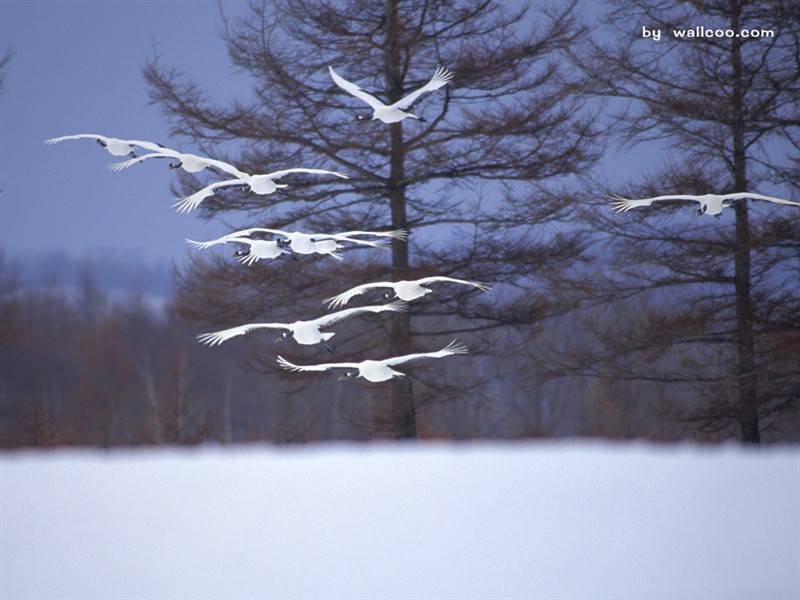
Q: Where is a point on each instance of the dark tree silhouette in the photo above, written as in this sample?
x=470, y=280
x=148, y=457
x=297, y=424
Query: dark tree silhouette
x=459, y=181
x=720, y=298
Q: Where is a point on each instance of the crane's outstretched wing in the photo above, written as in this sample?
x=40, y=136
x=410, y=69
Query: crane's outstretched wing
x=742, y=195
x=341, y=315
x=279, y=174
x=163, y=153
x=193, y=201
x=481, y=286
x=452, y=348
x=241, y=233
x=226, y=167
x=383, y=245
x=79, y=136
x=215, y=338
x=285, y=364
x=621, y=204
x=397, y=234
x=345, y=297
x=440, y=78
x=352, y=89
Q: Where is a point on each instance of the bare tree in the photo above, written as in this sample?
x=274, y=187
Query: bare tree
x=511, y=115
x=715, y=296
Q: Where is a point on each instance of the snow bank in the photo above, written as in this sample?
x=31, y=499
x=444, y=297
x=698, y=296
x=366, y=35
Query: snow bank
x=417, y=521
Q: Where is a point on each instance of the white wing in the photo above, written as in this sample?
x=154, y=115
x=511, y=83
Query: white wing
x=481, y=286
x=397, y=234
x=345, y=297
x=215, y=338
x=236, y=234
x=226, y=167
x=440, y=78
x=374, y=244
x=621, y=204
x=193, y=201
x=152, y=146
x=162, y=153
x=761, y=197
x=285, y=364
x=336, y=317
x=353, y=89
x=279, y=174
x=80, y=136
x=452, y=348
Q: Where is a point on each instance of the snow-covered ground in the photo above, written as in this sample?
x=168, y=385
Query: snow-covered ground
x=387, y=521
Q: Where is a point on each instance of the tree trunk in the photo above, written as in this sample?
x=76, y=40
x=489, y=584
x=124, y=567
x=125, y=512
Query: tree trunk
x=746, y=372
x=403, y=410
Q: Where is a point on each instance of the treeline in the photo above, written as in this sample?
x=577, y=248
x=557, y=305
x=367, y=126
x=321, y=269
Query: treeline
x=77, y=368
x=657, y=323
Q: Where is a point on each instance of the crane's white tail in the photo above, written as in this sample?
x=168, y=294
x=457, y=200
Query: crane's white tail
x=285, y=364
x=200, y=245
x=455, y=347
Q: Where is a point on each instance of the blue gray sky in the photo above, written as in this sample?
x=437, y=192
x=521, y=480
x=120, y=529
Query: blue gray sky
x=77, y=68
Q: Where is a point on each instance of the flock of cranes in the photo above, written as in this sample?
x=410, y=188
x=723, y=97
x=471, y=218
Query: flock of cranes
x=309, y=332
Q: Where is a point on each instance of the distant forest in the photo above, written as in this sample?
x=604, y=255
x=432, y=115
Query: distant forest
x=659, y=323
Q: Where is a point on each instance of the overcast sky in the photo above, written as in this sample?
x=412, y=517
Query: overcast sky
x=77, y=68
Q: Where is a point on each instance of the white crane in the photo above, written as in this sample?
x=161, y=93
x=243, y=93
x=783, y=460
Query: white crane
x=710, y=204
x=304, y=332
x=311, y=243
x=392, y=113
x=375, y=370
x=191, y=163
x=114, y=146
x=405, y=290
x=258, y=184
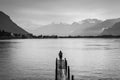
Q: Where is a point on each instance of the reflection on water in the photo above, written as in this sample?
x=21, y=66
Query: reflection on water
x=35, y=59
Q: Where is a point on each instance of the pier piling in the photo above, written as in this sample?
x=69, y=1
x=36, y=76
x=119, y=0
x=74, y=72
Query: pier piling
x=62, y=70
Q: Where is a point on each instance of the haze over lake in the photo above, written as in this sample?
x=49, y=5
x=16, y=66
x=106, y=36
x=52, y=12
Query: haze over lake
x=34, y=59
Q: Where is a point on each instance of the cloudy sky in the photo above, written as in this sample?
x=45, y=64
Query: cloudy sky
x=33, y=13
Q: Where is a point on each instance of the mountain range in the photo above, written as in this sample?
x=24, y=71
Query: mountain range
x=8, y=25
x=87, y=27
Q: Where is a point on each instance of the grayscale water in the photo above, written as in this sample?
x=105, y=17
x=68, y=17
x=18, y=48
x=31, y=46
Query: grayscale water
x=34, y=59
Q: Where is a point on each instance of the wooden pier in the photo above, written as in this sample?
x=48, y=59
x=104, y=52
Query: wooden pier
x=62, y=70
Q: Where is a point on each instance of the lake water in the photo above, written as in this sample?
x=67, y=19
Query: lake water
x=34, y=59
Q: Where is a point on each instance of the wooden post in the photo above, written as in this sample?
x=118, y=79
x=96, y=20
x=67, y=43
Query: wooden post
x=66, y=64
x=68, y=73
x=72, y=77
x=62, y=71
x=56, y=70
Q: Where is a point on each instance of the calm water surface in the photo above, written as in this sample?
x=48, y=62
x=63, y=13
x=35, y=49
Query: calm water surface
x=34, y=59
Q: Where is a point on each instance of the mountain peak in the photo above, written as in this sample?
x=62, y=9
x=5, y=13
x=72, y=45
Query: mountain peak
x=8, y=25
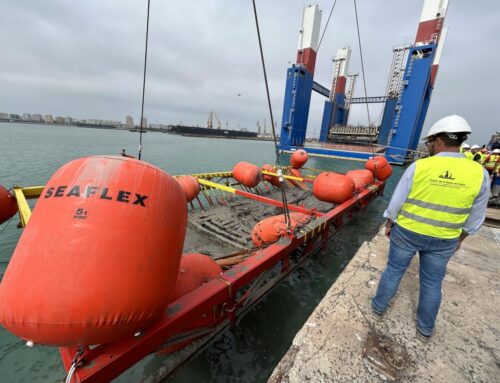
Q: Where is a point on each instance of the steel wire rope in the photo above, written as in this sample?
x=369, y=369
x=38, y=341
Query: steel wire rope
x=144, y=83
x=282, y=184
x=363, y=72
x=326, y=25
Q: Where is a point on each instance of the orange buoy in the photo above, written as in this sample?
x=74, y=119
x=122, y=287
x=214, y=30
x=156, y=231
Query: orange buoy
x=100, y=255
x=299, y=158
x=295, y=173
x=380, y=167
x=247, y=174
x=273, y=180
x=195, y=269
x=271, y=229
x=190, y=186
x=8, y=205
x=333, y=187
x=361, y=178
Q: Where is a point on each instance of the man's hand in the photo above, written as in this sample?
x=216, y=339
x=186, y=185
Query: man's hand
x=461, y=239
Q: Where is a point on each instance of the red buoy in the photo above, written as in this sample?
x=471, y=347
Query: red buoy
x=190, y=186
x=333, y=187
x=271, y=229
x=299, y=158
x=100, y=255
x=247, y=174
x=8, y=205
x=273, y=180
x=361, y=178
x=380, y=167
x=195, y=269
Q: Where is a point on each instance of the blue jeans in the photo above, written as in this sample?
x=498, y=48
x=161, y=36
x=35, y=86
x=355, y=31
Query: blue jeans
x=434, y=256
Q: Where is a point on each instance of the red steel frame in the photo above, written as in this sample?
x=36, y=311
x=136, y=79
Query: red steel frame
x=105, y=362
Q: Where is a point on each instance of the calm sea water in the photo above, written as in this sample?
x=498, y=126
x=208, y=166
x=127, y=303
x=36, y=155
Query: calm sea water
x=29, y=154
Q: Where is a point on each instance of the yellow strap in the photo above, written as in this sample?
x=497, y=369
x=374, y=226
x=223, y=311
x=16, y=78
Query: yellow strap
x=216, y=185
x=22, y=204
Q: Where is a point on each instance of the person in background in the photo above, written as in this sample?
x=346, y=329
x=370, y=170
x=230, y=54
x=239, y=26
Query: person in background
x=476, y=153
x=465, y=149
x=438, y=202
x=492, y=161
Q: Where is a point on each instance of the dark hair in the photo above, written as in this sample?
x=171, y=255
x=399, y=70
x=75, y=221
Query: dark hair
x=456, y=140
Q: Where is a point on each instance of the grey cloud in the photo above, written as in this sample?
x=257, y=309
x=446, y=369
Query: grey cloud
x=85, y=58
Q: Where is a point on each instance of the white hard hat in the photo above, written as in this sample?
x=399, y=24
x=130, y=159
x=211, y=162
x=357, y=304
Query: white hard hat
x=450, y=124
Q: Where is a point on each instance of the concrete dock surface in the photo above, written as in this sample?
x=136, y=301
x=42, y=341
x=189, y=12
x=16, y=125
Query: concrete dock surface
x=340, y=342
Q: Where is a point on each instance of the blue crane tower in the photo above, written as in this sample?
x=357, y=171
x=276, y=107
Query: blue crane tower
x=411, y=82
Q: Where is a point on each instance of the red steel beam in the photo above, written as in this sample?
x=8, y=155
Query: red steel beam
x=106, y=362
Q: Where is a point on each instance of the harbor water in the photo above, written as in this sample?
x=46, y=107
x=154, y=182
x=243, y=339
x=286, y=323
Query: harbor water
x=246, y=353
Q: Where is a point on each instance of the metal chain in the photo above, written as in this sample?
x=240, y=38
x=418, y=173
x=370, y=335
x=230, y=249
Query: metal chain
x=77, y=362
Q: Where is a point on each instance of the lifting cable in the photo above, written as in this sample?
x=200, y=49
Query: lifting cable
x=282, y=183
x=363, y=71
x=144, y=84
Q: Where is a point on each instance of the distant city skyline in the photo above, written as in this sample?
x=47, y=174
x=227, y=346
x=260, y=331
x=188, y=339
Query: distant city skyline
x=86, y=59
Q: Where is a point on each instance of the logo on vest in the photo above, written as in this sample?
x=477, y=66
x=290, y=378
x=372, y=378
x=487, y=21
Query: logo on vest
x=447, y=175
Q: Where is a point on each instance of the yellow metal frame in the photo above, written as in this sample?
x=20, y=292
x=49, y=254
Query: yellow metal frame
x=22, y=195
x=215, y=185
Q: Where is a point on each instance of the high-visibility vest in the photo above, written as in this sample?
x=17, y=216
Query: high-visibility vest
x=441, y=197
x=491, y=161
x=468, y=154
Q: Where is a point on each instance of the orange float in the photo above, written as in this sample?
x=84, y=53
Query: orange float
x=299, y=158
x=361, y=178
x=380, y=167
x=273, y=180
x=333, y=187
x=100, y=255
x=271, y=229
x=195, y=269
x=8, y=205
x=190, y=186
x=247, y=174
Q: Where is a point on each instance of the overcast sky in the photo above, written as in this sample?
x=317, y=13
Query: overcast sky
x=85, y=59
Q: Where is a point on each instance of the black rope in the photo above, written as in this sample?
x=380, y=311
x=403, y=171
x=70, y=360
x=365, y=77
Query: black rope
x=326, y=25
x=7, y=224
x=363, y=71
x=144, y=83
x=282, y=184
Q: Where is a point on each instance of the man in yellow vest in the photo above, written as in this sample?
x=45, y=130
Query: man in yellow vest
x=438, y=201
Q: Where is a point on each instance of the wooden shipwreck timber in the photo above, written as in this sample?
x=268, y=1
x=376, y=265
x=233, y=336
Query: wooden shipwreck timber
x=77, y=280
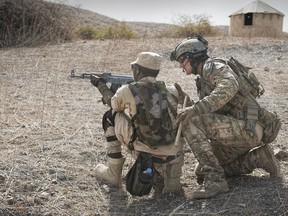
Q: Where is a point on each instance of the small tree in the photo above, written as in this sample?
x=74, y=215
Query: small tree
x=187, y=26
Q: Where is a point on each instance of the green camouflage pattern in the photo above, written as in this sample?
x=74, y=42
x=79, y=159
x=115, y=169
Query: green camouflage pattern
x=153, y=123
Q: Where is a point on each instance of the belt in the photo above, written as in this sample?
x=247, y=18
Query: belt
x=162, y=160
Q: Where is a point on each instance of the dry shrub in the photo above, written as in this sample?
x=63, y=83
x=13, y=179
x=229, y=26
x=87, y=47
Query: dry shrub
x=33, y=22
x=120, y=31
x=188, y=26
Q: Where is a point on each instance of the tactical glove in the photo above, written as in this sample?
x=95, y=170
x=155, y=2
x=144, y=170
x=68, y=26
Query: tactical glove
x=97, y=81
x=182, y=95
x=186, y=114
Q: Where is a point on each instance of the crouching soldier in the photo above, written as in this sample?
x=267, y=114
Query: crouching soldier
x=142, y=119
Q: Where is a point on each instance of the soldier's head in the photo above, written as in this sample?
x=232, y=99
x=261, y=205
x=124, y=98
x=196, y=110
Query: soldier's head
x=190, y=50
x=146, y=64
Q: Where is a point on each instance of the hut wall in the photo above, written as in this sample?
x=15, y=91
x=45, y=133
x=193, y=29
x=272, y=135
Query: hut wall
x=264, y=25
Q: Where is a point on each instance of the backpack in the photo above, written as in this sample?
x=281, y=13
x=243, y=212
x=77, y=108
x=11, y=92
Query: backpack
x=152, y=124
x=248, y=82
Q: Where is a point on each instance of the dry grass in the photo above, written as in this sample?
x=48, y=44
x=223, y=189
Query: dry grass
x=51, y=135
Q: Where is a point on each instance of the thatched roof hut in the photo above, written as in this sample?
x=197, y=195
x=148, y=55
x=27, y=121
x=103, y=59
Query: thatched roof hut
x=257, y=19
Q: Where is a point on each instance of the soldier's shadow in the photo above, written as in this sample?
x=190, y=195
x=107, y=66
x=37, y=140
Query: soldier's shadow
x=153, y=204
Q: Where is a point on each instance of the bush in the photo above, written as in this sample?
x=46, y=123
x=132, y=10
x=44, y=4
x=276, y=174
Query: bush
x=33, y=22
x=188, y=26
x=121, y=31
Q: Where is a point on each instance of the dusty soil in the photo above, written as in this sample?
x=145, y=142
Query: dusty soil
x=51, y=136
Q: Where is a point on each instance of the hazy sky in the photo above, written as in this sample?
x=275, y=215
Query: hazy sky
x=168, y=10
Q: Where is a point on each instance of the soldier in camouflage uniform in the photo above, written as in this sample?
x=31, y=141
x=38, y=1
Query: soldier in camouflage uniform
x=168, y=159
x=224, y=128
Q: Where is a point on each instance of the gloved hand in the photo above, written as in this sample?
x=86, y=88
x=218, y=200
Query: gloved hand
x=182, y=95
x=97, y=81
x=186, y=114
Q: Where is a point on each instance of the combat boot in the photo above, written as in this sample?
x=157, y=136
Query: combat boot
x=266, y=160
x=210, y=189
x=172, y=185
x=199, y=174
x=112, y=173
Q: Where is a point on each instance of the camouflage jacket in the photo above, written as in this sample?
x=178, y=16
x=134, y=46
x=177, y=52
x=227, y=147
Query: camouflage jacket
x=219, y=92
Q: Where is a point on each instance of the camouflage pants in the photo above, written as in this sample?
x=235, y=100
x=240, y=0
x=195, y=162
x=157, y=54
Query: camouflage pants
x=218, y=142
x=118, y=136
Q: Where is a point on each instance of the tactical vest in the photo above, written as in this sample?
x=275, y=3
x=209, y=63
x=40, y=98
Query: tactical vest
x=152, y=124
x=244, y=105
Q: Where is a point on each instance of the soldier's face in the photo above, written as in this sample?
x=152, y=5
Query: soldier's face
x=186, y=66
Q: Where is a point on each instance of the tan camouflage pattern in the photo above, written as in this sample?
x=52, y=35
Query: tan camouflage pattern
x=215, y=135
x=189, y=45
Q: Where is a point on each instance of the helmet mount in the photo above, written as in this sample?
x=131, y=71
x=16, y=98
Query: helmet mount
x=193, y=48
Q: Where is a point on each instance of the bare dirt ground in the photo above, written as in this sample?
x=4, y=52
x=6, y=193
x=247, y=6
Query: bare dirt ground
x=51, y=136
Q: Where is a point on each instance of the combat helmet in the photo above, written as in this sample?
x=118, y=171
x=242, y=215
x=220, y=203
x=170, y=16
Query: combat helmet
x=194, y=48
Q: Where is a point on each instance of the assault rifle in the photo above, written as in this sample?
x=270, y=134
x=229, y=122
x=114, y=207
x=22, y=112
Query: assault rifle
x=116, y=81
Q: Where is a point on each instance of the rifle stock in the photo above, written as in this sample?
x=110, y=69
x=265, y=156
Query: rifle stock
x=115, y=80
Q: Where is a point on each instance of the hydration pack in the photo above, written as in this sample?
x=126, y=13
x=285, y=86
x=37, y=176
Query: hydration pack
x=152, y=124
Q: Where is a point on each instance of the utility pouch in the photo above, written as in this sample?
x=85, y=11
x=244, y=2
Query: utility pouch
x=138, y=181
x=271, y=124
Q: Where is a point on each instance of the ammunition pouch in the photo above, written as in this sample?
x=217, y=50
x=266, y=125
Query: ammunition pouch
x=271, y=124
x=108, y=119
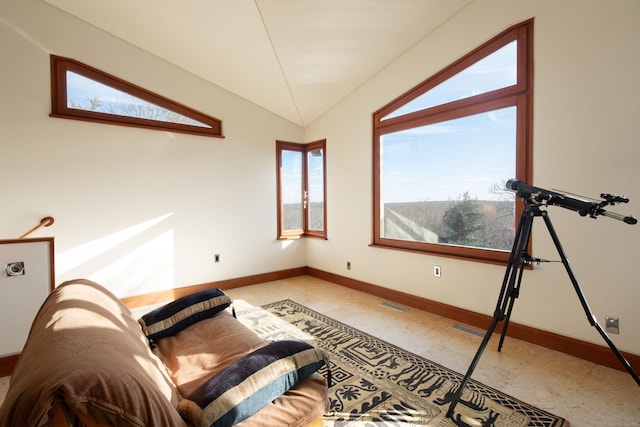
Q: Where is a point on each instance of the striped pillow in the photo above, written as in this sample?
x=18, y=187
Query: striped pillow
x=175, y=316
x=243, y=388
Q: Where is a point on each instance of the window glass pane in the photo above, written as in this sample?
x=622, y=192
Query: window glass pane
x=444, y=183
x=87, y=94
x=292, y=201
x=493, y=72
x=315, y=165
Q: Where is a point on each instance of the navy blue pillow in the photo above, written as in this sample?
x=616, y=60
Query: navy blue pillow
x=173, y=317
x=243, y=388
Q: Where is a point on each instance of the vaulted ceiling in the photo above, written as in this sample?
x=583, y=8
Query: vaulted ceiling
x=296, y=58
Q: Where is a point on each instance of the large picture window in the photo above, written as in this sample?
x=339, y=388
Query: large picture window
x=444, y=150
x=301, y=183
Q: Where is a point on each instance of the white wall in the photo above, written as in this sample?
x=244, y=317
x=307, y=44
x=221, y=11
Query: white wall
x=136, y=210
x=586, y=108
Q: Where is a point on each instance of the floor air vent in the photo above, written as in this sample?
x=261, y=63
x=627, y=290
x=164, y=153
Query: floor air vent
x=469, y=330
x=394, y=306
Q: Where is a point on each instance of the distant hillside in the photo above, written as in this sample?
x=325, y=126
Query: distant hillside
x=423, y=222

* **EXERCISE REQUIREMENTS**
Return exactly the lines above from the line that has "x=208, y=166" through the line that has "x=239, y=26", inclusive, and nothing else.

* **TASK RESULT**
x=208, y=166
x=127, y=303
x=36, y=155
Query: calm sea water
x=29, y=154
Q: Where is a point on each instance of the yellow strap in the photo above, written as in this sample?
x=497, y=369
x=374, y=226
x=223, y=311
x=16, y=78
Query: yellow strap
x=216, y=185
x=22, y=204
Q: Where is a point on each instance of the person in background in the photo above, written as in this sample?
x=346, y=329
x=370, y=170
x=230, y=54
x=239, y=26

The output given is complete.